- **DANE WEJŚCIOWE**
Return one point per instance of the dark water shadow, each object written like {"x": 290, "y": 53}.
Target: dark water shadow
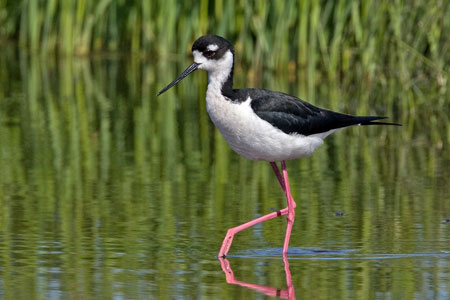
{"x": 292, "y": 253}
{"x": 326, "y": 254}
{"x": 287, "y": 293}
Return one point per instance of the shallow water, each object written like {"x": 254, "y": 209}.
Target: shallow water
{"x": 109, "y": 192}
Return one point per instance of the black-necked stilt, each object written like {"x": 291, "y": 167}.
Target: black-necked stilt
{"x": 261, "y": 124}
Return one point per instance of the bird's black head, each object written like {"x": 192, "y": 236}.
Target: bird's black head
{"x": 213, "y": 54}
{"x": 212, "y": 46}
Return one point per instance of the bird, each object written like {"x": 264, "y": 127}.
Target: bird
{"x": 262, "y": 125}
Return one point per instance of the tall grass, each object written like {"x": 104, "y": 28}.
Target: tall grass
{"x": 401, "y": 43}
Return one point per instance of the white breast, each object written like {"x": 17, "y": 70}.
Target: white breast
{"x": 251, "y": 136}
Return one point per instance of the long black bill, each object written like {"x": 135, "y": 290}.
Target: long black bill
{"x": 186, "y": 72}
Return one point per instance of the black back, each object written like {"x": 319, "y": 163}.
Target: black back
{"x": 293, "y": 115}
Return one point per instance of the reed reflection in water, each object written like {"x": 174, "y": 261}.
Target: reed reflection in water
{"x": 108, "y": 192}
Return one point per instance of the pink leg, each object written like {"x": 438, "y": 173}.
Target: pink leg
{"x": 291, "y": 208}
{"x": 284, "y": 182}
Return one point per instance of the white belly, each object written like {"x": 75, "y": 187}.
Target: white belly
{"x": 254, "y": 138}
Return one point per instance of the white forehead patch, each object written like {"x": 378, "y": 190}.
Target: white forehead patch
{"x": 212, "y": 47}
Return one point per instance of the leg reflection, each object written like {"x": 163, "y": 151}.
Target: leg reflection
{"x": 287, "y": 293}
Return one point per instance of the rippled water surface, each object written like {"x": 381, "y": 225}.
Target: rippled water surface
{"x": 108, "y": 192}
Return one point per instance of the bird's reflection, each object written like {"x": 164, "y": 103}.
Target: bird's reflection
{"x": 287, "y": 293}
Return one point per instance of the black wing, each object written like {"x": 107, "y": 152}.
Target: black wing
{"x": 293, "y": 115}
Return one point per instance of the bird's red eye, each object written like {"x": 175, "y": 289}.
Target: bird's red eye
{"x": 209, "y": 53}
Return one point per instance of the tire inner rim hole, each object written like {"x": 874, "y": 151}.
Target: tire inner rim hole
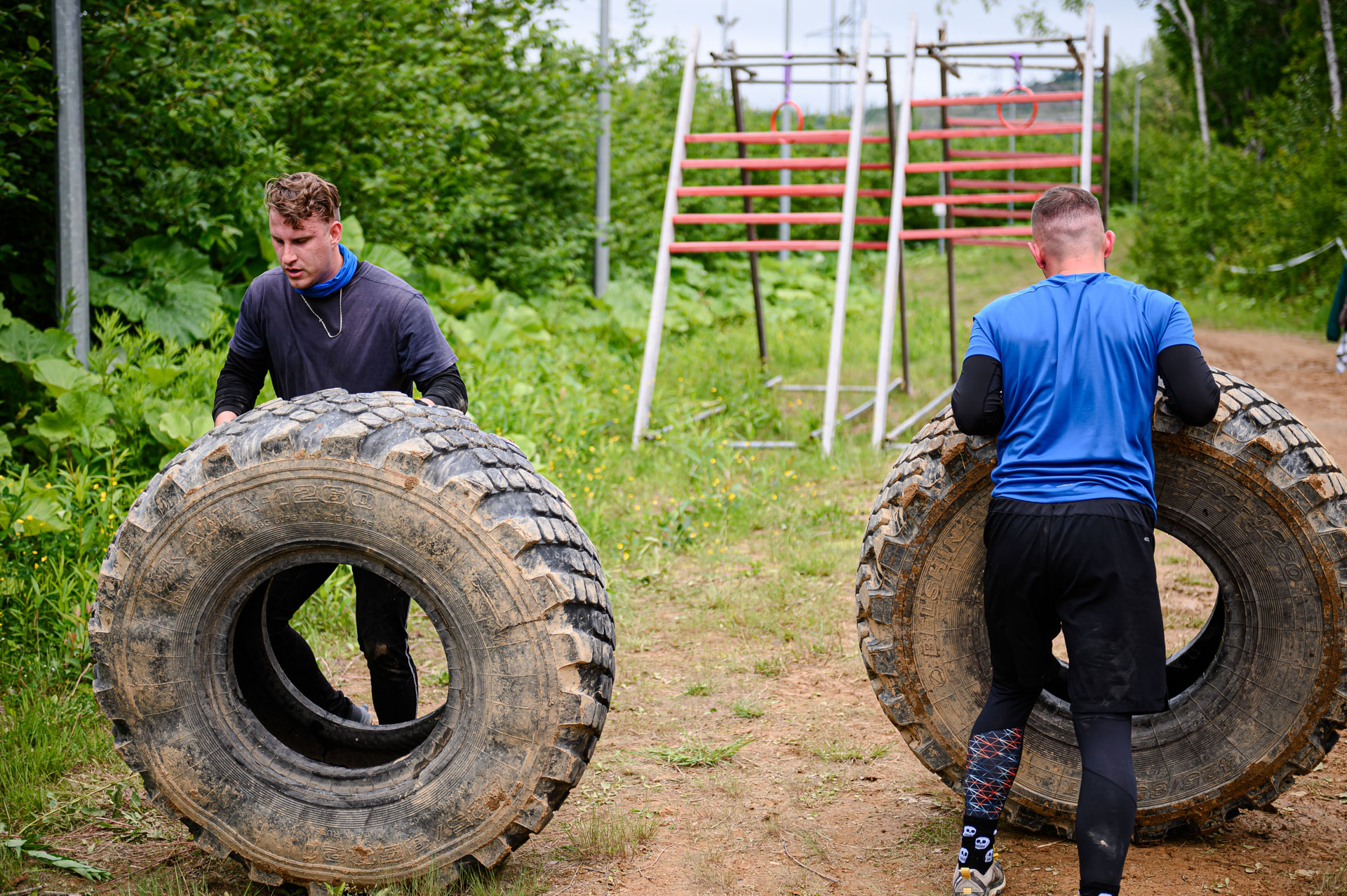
{"x": 1194, "y": 616}
{"x": 271, "y": 634}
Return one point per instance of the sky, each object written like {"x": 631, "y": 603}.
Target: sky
{"x": 761, "y": 29}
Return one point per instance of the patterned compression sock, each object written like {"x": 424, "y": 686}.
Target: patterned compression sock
{"x": 993, "y": 761}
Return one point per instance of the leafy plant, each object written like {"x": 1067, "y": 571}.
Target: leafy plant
{"x": 170, "y": 287}
{"x": 36, "y": 850}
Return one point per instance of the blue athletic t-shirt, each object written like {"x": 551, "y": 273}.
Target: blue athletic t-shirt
{"x": 1078, "y": 359}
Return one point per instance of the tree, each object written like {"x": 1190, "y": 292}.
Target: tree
{"x": 1190, "y": 30}
{"x": 1331, "y": 51}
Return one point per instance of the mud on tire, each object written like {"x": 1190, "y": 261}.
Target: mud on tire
{"x": 1254, "y": 700}
{"x": 421, "y": 496}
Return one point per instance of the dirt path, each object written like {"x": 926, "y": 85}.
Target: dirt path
{"x": 758, "y": 647}
{"x": 1295, "y": 370}
{"x": 885, "y": 825}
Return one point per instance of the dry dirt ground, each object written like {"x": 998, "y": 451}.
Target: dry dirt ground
{"x": 758, "y": 647}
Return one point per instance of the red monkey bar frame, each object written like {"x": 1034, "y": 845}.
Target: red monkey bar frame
{"x": 951, "y": 206}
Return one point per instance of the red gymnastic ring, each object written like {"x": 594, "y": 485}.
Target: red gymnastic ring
{"x": 1017, "y": 126}
{"x": 799, "y": 115}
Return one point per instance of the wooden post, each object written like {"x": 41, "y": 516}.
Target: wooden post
{"x": 1104, "y": 142}
{"x": 660, "y": 291}
{"x": 950, "y": 222}
{"x": 746, "y": 178}
{"x": 893, "y": 155}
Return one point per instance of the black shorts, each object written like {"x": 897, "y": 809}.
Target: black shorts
{"x": 1086, "y": 569}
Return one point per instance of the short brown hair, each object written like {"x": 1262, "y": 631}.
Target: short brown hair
{"x": 301, "y": 196}
{"x": 1066, "y": 218}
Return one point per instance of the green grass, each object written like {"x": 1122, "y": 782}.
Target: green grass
{"x": 935, "y": 831}
{"x": 46, "y": 730}
{"x": 604, "y": 833}
{"x": 689, "y": 496}
{"x": 697, "y": 754}
{"x": 748, "y": 709}
{"x": 840, "y": 751}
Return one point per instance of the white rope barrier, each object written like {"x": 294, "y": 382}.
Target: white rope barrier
{"x": 1289, "y": 263}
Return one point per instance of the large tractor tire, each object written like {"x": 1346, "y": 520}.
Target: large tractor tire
{"x": 1254, "y": 700}
{"x": 418, "y": 495}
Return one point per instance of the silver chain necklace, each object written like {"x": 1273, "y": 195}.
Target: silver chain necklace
{"x": 340, "y": 319}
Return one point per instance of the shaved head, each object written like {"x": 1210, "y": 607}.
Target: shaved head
{"x": 1067, "y": 222}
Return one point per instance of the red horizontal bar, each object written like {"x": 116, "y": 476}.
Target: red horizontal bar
{"x": 777, "y": 138}
{"x": 824, "y": 163}
{"x": 960, "y": 121}
{"x": 756, "y": 246}
{"x": 972, "y": 199}
{"x": 953, "y": 234}
{"x": 774, "y": 218}
{"x": 992, "y": 213}
{"x": 1061, "y": 96}
{"x": 957, "y": 184}
{"x": 831, "y": 246}
{"x": 984, "y": 165}
{"x": 988, "y": 241}
{"x": 957, "y": 134}
{"x": 775, "y": 190}
{"x": 1010, "y": 154}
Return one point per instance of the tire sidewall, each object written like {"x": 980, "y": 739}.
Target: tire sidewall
{"x": 220, "y": 767}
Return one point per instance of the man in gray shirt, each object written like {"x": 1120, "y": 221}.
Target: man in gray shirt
{"x": 325, "y": 320}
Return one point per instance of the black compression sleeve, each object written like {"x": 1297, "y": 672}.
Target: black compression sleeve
{"x": 1190, "y": 386}
{"x": 977, "y": 396}
{"x": 446, "y": 389}
{"x": 239, "y": 385}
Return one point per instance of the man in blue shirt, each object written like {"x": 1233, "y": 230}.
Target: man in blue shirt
{"x": 1064, "y": 375}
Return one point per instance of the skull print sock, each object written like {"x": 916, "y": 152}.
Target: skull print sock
{"x": 976, "y": 848}
{"x": 993, "y": 761}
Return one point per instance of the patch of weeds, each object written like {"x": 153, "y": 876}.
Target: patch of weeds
{"x": 170, "y": 884}
{"x": 770, "y": 667}
{"x": 815, "y": 563}
{"x": 42, "y": 853}
{"x": 1184, "y": 620}
{"x": 935, "y": 831}
{"x": 836, "y": 751}
{"x": 603, "y": 833}
{"x": 710, "y": 871}
{"x": 695, "y": 752}
{"x": 749, "y": 709}
{"x": 514, "y": 880}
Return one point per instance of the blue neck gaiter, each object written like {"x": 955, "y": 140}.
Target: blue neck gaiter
{"x": 340, "y": 279}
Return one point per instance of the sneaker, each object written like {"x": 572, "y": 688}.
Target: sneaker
{"x": 970, "y": 883}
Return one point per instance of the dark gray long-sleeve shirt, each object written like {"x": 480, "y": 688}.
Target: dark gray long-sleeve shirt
{"x": 375, "y": 335}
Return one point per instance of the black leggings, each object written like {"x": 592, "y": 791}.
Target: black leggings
{"x": 1106, "y": 810}
{"x": 380, "y": 627}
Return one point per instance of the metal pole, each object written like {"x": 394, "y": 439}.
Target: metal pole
{"x": 899, "y": 156}
{"x": 746, "y": 178}
{"x": 660, "y": 291}
{"x": 833, "y": 46}
{"x": 72, "y": 209}
{"x": 953, "y": 222}
{"x": 1087, "y": 101}
{"x": 1136, "y": 140}
{"x": 846, "y": 237}
{"x": 1105, "y": 108}
{"x": 783, "y": 231}
{"x": 604, "y": 158}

- **TREŚĆ ZADANIA**
Należy przekształcić dane od wiersza zawierającego „Return one point per instance of the black leggings, each” do końca danych, włącznie, w plik CSV o dwóch kolumnach „tresc” i „odpowiedz”, przy czym każda treść wraz z jej odpowiedzią ma zajmować osobny wiersz. Każda wartość powinna stanowić jedno pole ujęte w cudzysłów, a podziały wierszy należy w niej zastąpić spacjami.

- **ODPOWIEDŹ PONIŻEJ**
tresc,odpowiedz
"Return one point per instance of the black leggings, each object written like {""x"": 592, ""y"": 791}. Target: black leggings","{""x"": 1106, ""y"": 810} {""x"": 380, ""y"": 627}"
"Return one point per instance of the metal pole, each object written like {""x"": 394, ""y"": 439}. Target: metal pole","{""x"": 899, ""y"": 156} {""x"": 746, ""y"": 178} {""x"": 660, ""y"": 291} {""x"": 833, ""y"": 46} {""x"": 72, ""y"": 209} {""x"": 953, ""y"": 222} {""x"": 1087, ""y"": 101} {""x"": 1136, ""y"": 140} {""x"": 846, ""y"": 237} {""x"": 1105, ""y"": 108} {""x"": 783, ""y"": 231} {""x"": 604, ""y"": 158}"